Write the next part of the article on caste, poverty and discrimination in India, starting right after its last sentence.
== Document extract ==
Is there a relation between caste, religion, poverty and discrimination? What do the social, economic indicators show? Does this pattern extend to education and employment? Is the informal sector disproportionately populated by Scheduled Tribes, Scheduled Castes and Other Backward Classes?

The story so far: After the publication of a caste survey in Bihar, which found that 63% of Bihar’s 13 crore population belong to castes listed under the Extremely Backward Classes (EBC) and Other Backward Classes (OBC) categories, Prime Minister Narendra Modi criticised and rejected the demand for a nationwide caste census made by Congress and several other Opposition parties.

What do socio-economic data indicate?

The intersection between class and caste-based deprivation in Indian society is evident in a gamut of socio-economic statistics. The average monthly per capita consumption expenditures (MPCE) of Scheduled Tribes (ST), Scheduled Castes (SC) and OBC households in rural areas were, respectively 65%, 73% and 84% of the MPCE of the ‘Others’, i.e. the general category, as per the National Sample Survey (NSS), 2011-12. In urban areas the average MPCE of ST, SC and OBC households were 68%, 63% and 70% of the general category in 2011-12.
===
== Material provided ==
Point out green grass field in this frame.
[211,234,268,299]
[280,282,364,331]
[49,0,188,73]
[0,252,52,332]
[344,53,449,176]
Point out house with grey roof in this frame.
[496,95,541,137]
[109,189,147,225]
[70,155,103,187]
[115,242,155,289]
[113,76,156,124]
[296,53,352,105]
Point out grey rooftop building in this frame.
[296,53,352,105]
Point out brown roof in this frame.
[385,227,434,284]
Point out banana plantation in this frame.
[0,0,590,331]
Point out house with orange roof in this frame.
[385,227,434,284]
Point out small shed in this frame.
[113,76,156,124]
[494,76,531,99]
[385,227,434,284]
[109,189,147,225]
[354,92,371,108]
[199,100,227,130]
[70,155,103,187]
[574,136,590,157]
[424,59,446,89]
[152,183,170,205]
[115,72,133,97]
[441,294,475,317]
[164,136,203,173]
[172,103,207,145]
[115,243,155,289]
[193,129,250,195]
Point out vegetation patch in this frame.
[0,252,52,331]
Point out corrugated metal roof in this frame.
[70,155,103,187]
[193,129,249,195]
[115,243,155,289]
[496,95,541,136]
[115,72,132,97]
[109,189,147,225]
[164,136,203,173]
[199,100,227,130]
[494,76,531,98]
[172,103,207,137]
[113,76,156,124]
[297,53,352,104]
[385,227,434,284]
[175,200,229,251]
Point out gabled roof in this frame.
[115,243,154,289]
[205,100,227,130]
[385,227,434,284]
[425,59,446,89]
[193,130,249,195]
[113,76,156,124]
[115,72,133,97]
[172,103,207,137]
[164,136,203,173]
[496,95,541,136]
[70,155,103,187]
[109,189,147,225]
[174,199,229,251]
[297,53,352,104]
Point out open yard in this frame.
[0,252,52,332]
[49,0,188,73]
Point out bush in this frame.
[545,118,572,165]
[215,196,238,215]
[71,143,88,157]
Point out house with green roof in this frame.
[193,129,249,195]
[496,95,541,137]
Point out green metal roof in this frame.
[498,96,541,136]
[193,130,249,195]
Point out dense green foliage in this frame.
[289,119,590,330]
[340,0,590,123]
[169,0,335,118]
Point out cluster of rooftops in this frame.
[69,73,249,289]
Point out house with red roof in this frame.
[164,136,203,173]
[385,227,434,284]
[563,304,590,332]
===
» Exercise response
The persistence of inequality across caste categories in India can also be seen in the multidimensional poverty estimates based on the National Family Health Survey (NFHS-4/2015-16). Estimates by scholars from the Oxford Poverty and Human Development Initiative (OPHI) show that while almost 28% of all Indians were multidimensionally poor in 2015-16, the poverty headcount ratio among STs was 50.6%, SCs 33.3%, OBCs 27.2% and Others 15.6% [Alkire, Sabina and Oldiges, Christian and Kanagaratnam, Usha, Examining multidimensional poverty reduction in India 2005/6–2015/ 16: Insights and oversights of the headcount ratio (February 19, 2021). World Development, Vol. 142, 2021]. As per this estimate, while STs, SCs and OBCs taken together comprised around 77.6% of the Indian population in 2005-06, this share increased to almost 84% of the country’s poor in 2015-16.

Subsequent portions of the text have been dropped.